#### Assignment:
Set down the data below in full and exactly, minus the pictures.

#### Material for this exercise:
---+---
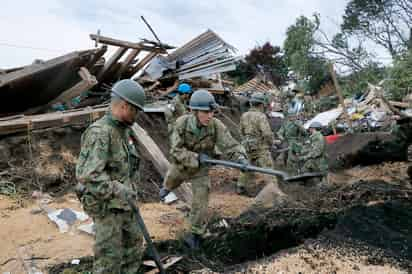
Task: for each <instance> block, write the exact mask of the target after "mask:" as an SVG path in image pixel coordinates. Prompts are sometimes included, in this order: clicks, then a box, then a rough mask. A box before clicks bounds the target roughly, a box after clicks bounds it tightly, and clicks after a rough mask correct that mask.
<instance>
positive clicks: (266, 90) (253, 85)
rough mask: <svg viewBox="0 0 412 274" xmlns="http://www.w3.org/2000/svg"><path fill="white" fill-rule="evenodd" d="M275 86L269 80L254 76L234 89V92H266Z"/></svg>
mask: <svg viewBox="0 0 412 274" xmlns="http://www.w3.org/2000/svg"><path fill="white" fill-rule="evenodd" d="M275 88H276V87H275V86H274V85H273V84H271V83H269V82H264V81H262V80H261V79H259V78H258V77H255V78H253V79H252V80H250V81H248V82H246V83H244V84H243V85H241V86H238V87H237V88H236V89H235V90H234V92H255V91H260V92H267V91H269V90H272V89H275Z"/></svg>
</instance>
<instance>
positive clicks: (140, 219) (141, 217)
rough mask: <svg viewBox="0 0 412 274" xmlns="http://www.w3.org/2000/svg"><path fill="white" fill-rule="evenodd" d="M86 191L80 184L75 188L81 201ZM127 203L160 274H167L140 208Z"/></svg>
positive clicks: (126, 199) (85, 188) (75, 189)
mask: <svg viewBox="0 0 412 274" xmlns="http://www.w3.org/2000/svg"><path fill="white" fill-rule="evenodd" d="M85 191H86V187H85V186H84V185H83V184H81V183H78V184H77V185H76V187H75V192H76V195H77V197H79V199H81V196H82V195H83V194H84V192H85ZM126 200H127V203H128V204H129V206H130V207H131V209H132V210H133V213H134V214H135V216H136V219H137V225H138V226H139V228H140V230H141V231H142V233H143V237H144V239H145V240H146V243H147V245H148V247H149V250H150V253H151V254H152V256H153V259H154V261H155V263H156V265H157V268H158V269H159V273H160V274H166V271H165V268H164V267H163V264H162V262H161V260H160V256H159V253H157V250H156V247H155V246H154V244H153V242H152V239H151V238H150V234H149V232H148V231H147V228H146V225H145V224H144V221H143V218H142V215H140V210H139V208H138V207H137V206H136V205H135V204H134V202H133V199H131V198H128V199H126Z"/></svg>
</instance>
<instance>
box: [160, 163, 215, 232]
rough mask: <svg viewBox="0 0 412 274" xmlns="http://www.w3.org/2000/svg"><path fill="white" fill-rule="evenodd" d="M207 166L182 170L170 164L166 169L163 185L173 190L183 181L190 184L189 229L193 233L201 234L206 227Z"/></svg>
---+---
#### Your response:
Task: for each <instance> block, write the exact mask of the target after "mask:" as an SVG path in image pixel coordinates. Prompts are sometimes included, in this order: clicks, then a box, then a rough mask. A box before clicks bounds the target roughly, a box after clicks bounds it tightly, and clicks after a rough mask correct that mask.
<instance>
positive clicks: (266, 90) (253, 85)
rough mask: <svg viewBox="0 0 412 274" xmlns="http://www.w3.org/2000/svg"><path fill="white" fill-rule="evenodd" d="M275 86L269 80L254 76L234 89V92H266Z"/></svg>
mask: <svg viewBox="0 0 412 274" xmlns="http://www.w3.org/2000/svg"><path fill="white" fill-rule="evenodd" d="M275 88H276V87H275V86H274V85H273V84H271V83H269V82H264V81H262V80H261V79H259V78H258V77H255V78H253V79H252V80H250V81H248V82H246V83H244V84H243V85H241V86H238V87H237V88H236V89H235V90H234V92H255V91H260V92H267V91H269V90H272V89H275Z"/></svg>
</instance>
<instance>
positive clicks: (140, 219) (141, 217)
rough mask: <svg viewBox="0 0 412 274" xmlns="http://www.w3.org/2000/svg"><path fill="white" fill-rule="evenodd" d="M86 191L80 184L75 188L81 201ZM127 203L160 274H167L140 208Z"/></svg>
positive clicks: (126, 199) (85, 188) (75, 189)
mask: <svg viewBox="0 0 412 274" xmlns="http://www.w3.org/2000/svg"><path fill="white" fill-rule="evenodd" d="M85 191H86V187H85V186H84V185H83V184H81V183H78V184H77V185H76V187H75V192H76V195H77V197H79V199H81V196H82V195H83V194H84V192H85ZM126 200H127V203H128V204H129V206H130V207H131V209H132V210H133V213H134V214H135V216H136V219H137V225H138V226H139V228H140V230H141V231H142V233H143V237H144V239H145V240H146V243H147V245H148V247H149V250H150V253H151V254H152V256H153V259H154V261H155V263H156V265H157V268H158V269H159V273H160V274H166V271H165V268H164V267H163V264H162V262H161V260H160V256H159V253H157V250H156V247H155V246H154V244H153V242H152V239H151V238H150V234H149V232H148V231H147V228H146V225H145V224H144V221H143V218H142V215H140V210H139V208H138V207H137V206H136V205H135V204H134V202H133V199H131V198H128V199H126Z"/></svg>
</instance>
<instance>
box: [160, 163, 215, 232]
rough mask: <svg viewBox="0 0 412 274" xmlns="http://www.w3.org/2000/svg"><path fill="white" fill-rule="evenodd" d="M207 166L182 170L170 164L166 169L163 185L173 190L183 181L190 184L189 229L193 233L201 234L206 227Z"/></svg>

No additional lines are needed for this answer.